Rewrite the records below, putting "bracketed list of coordinates" wherever "bracketed coordinate list" appears and keeping everything else unchanged.
[start]
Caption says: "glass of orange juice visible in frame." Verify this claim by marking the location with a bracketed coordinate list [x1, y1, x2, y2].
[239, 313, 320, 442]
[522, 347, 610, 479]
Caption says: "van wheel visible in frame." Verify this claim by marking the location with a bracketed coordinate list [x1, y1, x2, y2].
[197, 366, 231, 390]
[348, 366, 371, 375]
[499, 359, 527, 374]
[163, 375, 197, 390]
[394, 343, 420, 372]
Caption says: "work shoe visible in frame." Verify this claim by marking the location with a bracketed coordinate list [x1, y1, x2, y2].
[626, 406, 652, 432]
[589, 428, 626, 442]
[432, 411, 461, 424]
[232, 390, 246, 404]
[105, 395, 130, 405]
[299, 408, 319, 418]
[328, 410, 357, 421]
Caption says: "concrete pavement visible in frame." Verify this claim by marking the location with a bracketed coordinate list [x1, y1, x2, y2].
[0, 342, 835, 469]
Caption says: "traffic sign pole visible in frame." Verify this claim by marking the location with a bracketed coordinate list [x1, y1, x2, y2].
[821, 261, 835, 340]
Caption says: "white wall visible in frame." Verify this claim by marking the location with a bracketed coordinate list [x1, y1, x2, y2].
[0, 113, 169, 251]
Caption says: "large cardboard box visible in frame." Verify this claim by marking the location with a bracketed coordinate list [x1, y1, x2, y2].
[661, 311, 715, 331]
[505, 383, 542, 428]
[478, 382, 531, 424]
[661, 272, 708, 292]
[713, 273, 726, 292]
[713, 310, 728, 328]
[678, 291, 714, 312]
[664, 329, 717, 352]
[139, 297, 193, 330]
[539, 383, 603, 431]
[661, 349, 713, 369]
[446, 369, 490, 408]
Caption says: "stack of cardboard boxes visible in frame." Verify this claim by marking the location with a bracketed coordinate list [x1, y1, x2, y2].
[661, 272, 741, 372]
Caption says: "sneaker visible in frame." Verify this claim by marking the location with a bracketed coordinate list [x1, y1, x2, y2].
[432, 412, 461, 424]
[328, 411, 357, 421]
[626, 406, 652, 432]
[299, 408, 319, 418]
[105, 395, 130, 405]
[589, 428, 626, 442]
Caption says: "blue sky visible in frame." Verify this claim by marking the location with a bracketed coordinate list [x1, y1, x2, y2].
[end]
Answer to this problem:
Caption says: "glass of orange juice visible in frame." Verify this claim by marking the location with a bracketed list of coordinates [x1, y1, x2, y2].
[239, 313, 320, 442]
[522, 347, 610, 479]
Caption says: "van wheel visible in frame." Verify this claim by marking the location with a bracketed list of coordinates [x1, y1, x2, y2].
[197, 366, 231, 390]
[348, 366, 371, 375]
[499, 359, 527, 374]
[163, 375, 197, 390]
[394, 343, 420, 372]
Caption says: "work shoe visible in frame." Verify this claim by marking the location with a bracketed list of coordinates [x1, y1, x2, y2].
[626, 406, 652, 432]
[589, 428, 626, 442]
[432, 411, 461, 424]
[232, 390, 246, 404]
[105, 395, 130, 405]
[299, 408, 319, 418]
[328, 410, 357, 421]
Caption says: "concrete pavement visible in frame." Verify this claim by marking the location with a bracketed list of coordinates [x1, y1, x2, y2].
[0, 342, 835, 469]
Caption says: "traffic sign pole visible in frame." Verify this claim by marking the location with a bracketed list of coordinates [x1, y1, x2, y2].
[821, 261, 835, 340]
Caption says: "white wall visible in frame." Verify this claim by marking the location with a bracketed list of coordinates [x1, y1, x2, y2].
[0, 113, 169, 251]
Caption says: "large cardboard box visible in frame." Verify this claim by marking the location with a bracketed list of coordinates [x1, y1, x2, y2].
[661, 311, 715, 331]
[505, 383, 542, 428]
[478, 382, 531, 424]
[661, 272, 708, 292]
[713, 273, 726, 292]
[713, 310, 728, 328]
[678, 291, 714, 312]
[664, 329, 717, 352]
[139, 297, 193, 330]
[539, 383, 603, 431]
[661, 349, 713, 369]
[446, 369, 490, 408]
Caption says: "stack of cardboard boxes visible in frame." Verify this claim by marking the location with a bracketed list of coordinates [x1, y1, x2, y2].
[661, 272, 741, 372]
Caption says: "sneaker visible in frame." Verify this claim by marking the location with a bracketed list of coordinates [x1, y1, x2, y2].
[432, 412, 461, 424]
[328, 411, 357, 421]
[626, 406, 652, 432]
[299, 408, 319, 418]
[105, 395, 130, 405]
[589, 428, 626, 442]
Caption says: "blue sky visible in frame." Verify this claim by marking the location with a bracketed list of coordinates [x1, y1, x2, y2].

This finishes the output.